EXTRACTED DATA
▽

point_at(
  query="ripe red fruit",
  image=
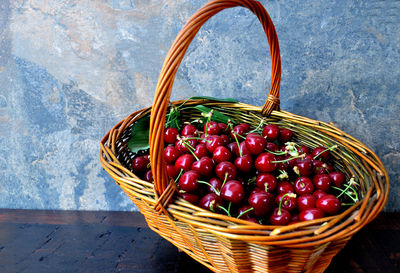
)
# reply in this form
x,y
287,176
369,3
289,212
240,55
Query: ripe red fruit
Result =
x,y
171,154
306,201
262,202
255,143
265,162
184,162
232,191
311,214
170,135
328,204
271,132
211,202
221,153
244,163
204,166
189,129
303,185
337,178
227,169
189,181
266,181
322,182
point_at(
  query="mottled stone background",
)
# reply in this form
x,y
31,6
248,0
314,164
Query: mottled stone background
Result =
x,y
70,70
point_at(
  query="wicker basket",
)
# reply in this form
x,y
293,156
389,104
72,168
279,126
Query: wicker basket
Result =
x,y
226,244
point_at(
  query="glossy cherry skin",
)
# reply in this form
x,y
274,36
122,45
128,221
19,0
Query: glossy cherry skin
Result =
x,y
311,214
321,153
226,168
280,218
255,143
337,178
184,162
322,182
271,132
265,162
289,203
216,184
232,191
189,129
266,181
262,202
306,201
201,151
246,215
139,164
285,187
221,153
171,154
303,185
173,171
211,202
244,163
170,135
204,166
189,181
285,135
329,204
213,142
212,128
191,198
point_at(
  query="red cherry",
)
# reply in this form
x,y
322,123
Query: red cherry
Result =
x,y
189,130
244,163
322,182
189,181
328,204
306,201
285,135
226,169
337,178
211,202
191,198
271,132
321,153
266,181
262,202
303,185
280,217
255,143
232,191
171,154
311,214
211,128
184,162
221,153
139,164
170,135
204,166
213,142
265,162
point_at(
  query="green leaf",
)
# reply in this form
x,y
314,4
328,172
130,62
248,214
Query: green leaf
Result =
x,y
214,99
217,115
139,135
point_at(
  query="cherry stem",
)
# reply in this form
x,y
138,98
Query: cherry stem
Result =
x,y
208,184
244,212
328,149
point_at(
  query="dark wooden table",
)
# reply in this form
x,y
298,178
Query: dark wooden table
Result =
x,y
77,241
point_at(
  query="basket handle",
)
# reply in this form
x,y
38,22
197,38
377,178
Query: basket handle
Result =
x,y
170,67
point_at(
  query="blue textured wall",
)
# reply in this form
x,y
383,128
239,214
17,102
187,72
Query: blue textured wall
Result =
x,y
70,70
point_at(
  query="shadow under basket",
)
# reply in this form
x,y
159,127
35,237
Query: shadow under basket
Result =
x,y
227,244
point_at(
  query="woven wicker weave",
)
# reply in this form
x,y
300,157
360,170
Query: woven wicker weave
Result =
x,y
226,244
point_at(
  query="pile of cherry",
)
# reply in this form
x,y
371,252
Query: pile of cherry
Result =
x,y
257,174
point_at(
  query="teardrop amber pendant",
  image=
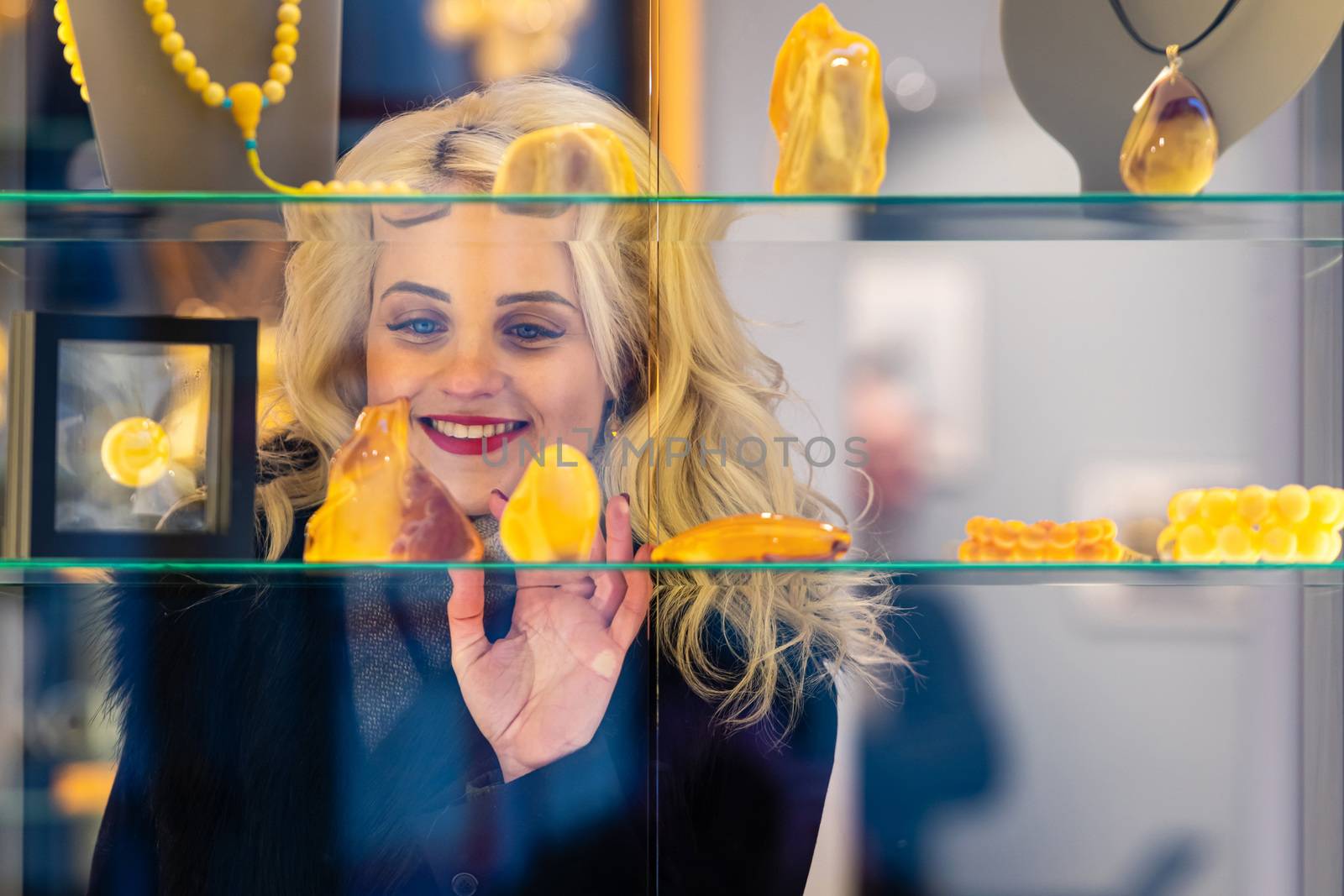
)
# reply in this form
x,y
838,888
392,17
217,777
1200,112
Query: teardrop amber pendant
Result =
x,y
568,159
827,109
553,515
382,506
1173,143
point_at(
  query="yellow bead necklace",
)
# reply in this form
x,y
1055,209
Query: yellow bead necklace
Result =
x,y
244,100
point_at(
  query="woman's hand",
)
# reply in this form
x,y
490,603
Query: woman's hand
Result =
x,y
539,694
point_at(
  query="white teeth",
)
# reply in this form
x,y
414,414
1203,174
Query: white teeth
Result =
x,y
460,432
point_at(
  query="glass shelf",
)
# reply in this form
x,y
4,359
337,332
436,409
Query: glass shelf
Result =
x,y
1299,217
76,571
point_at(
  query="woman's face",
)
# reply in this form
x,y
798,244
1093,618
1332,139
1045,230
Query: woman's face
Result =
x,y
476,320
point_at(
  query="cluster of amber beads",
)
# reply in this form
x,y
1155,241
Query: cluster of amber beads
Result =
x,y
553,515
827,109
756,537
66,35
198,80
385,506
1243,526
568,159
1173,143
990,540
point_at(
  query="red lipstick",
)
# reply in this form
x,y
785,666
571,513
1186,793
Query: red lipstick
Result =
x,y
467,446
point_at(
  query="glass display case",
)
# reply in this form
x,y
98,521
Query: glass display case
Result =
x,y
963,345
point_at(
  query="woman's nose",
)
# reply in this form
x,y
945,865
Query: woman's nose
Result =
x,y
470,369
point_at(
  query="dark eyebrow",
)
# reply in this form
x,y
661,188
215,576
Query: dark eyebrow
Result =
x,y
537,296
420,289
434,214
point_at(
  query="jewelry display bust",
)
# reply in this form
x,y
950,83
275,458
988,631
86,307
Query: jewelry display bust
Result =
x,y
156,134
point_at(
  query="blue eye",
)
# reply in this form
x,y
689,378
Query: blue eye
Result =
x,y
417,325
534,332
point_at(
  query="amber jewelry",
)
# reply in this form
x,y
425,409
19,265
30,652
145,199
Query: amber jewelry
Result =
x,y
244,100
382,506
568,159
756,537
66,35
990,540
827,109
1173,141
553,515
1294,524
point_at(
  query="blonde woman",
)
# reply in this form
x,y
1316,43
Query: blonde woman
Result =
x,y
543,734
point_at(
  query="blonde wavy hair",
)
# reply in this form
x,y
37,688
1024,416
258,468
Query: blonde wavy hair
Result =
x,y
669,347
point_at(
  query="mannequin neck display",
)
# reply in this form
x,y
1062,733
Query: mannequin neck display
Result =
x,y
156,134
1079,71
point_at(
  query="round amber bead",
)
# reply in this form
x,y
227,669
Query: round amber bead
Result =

△

OBJECTIVE
Leave the pictures out and copy the rest of the data exactly.

FINISHED EXERCISE
point_at(
  query="ripe red fruit",
  image=
)
# reply in this form
x,y
287,176
369,3
289,212
240,55
Query: ripe red fruit
Result =
x,y
171,154
306,201
262,202
255,143
265,162
184,162
232,191
311,214
170,135
328,204
271,132
211,202
221,153
244,163
204,166
189,129
303,185
337,178
227,169
189,181
266,181
322,182
point_at(
  query="mottled stone background",
)
# reply in this form
x,y
31,6
248,0
314,164
Query: mottled stone background
Result =
x,y
70,70
point_at(
  query="wicker basket",
)
# reply in this form
x,y
293,156
389,104
72,168
279,126
Query: wicker basket
Result =
x,y
226,244
point_at(
  query="glossy cherry skin",
)
# reply in this form
x,y
274,36
122,45
128,221
19,0
Query: glossy cherry skin
Result =
x,y
311,214
321,153
226,168
280,218
255,143
337,178
184,162
322,182
271,132
265,162
289,203
216,184
232,191
189,129
266,181
262,202
306,201
201,151
246,215
139,164
285,187
221,153
171,154
303,185
173,171
211,202
244,163
170,135
204,166
189,181
285,135
329,204
213,142
212,128
191,198
point_at(
  query="red cherry",
)
# reply in this form
x,y
322,123
Query: red cherry
Result =
x,y
189,130
244,163
322,182
189,181
328,204
306,201
285,135
226,169
337,178
211,202
191,198
271,132
321,153
266,181
262,202
303,185
280,217
255,143
232,191
171,154
311,214
211,128
184,162
221,153
139,164
170,135
204,166
213,142
265,162
point_at(
  query="green leaf",
)
# reply in this form
x,y
314,4
328,172
130,62
248,214
Query: green leaf
Result =
x,y
214,99
217,115
139,135
point_at(
  query="cherry stem",
)
# reply in this form
x,y
138,98
Query: cherry stem
Result =
x,y
208,184
244,212
328,149
point_at(
  query="dark wooden table",
)
# reply in this form
x,y
298,178
Query: dark wooden table
Result =
x,y
77,241
point_at(
  query="basket handle",
)
# reply in this form
x,y
38,22
197,38
377,178
Query: basket handle
Result =
x,y
170,67
point_at(
  query="blue textured wall",
)
# reply in this form
x,y
383,128
239,214
17,102
187,72
Query: blue textured wall
Result =
x,y
70,70
point_at(
  query="shadow under basket",
)
# reply in this form
x,y
159,127
35,237
Query: shadow under basket
Result =
x,y
227,244
point_at(
  query="woven wicker weave",
)
# reply in this form
x,y
300,157
360,170
Query: woven wicker weave
Result =
x,y
226,244
point_at(
  query="pile of cherry",
)
# reply in this form
x,y
371,252
Query: pile of cherry
Result =
x,y
257,174
point_at(
  query="teardrop amber pendant",
  image=
)
# reply in this form
x,y
838,888
392,17
217,777
1200,112
Query: teardrop amber pendant
Result =
x,y
568,159
827,109
553,515
382,506
1173,143
point_at(
  query="yellow bead necklace",
)
# reply in this form
x,y
1055,209
Query: yellow bead necklace
Result =
x,y
244,100
point_at(
  query="woman's hand",
)
# reply in this form
x,y
490,603
Query: woman's hand
Result =
x,y
539,694
point_at(
  query="white teeth",
)
# reply in this form
x,y
414,414
1203,174
Query: white teeth
Result =
x,y
460,432
point_at(
  query="glass shelf",
)
# reply in this form
x,y
4,359
337,332
436,409
Query: glass shelf
Result =
x,y
1299,217
76,571
point_at(
  query="woman's face",
)
# reply in this form
x,y
798,244
1093,618
1332,139
1045,230
Query: woman's face
Result =
x,y
476,320
point_at(
  query="cluster of amber beads",
)
# reply in this form
x,y
1155,241
Query: cluster of amber beads
Result =
x,y
553,515
827,109
756,537
66,35
198,80
385,506
1243,526
568,159
1173,143
990,540
point_at(
  query="red lipstick",
)
# reply in this form
x,y
785,666
571,513
1186,793
Query: red lipstick
Result =
x,y
467,446
point_at(
  query="glass display case",
)
# reply in this form
x,y
98,521
Query: glass display case
Result =
x,y
963,345
point_at(
  query="woman's nose",
)
# reply in this form
x,y
945,865
Query: woman's nose
Result =
x,y
470,369
point_at(
  query="dark eyebrow",
)
# reply in this form
x,y
661,188
215,576
Query: dark eyebrow
Result =
x,y
537,296
420,289
434,214
point_at(
  query="jewelry display bust",
)
# reply in this form
x,y
950,83
275,458
988,631
86,307
Query: jewelry display bust
Result =
x,y
156,134
point_at(
  query="blue eye",
)
# reply in this form
x,y
689,378
Query: blue eye
Result =
x,y
417,325
534,332
point_at(
  query="amber jewelry",
)
# reply in this form
x,y
425,409
19,265
30,652
145,199
Query: amber jewelry
Result =
x,y
244,100
382,506
568,159
756,537
66,35
990,540
827,109
1173,141
553,515
1294,524
point_at(
  query="blonde woman",
)
# reply in this form
x,y
1316,43
Query: blonde woman
Result =
x,y
543,734
point_at(
  query="blonde wavy hair",
)
# reply in this form
x,y
37,688
1024,416
258,468
Query: blonde wavy hair
Result =
x,y
669,347
point_at(
  query="mannequin neck display",
)
# reply in this form
x,y
1062,733
Query: mannequin neck display
Result =
x,y
156,134
1079,71
point_at(
  query="round amber bead",
)
# reply in this form
x,y
227,669
Query: round amber bead
Result =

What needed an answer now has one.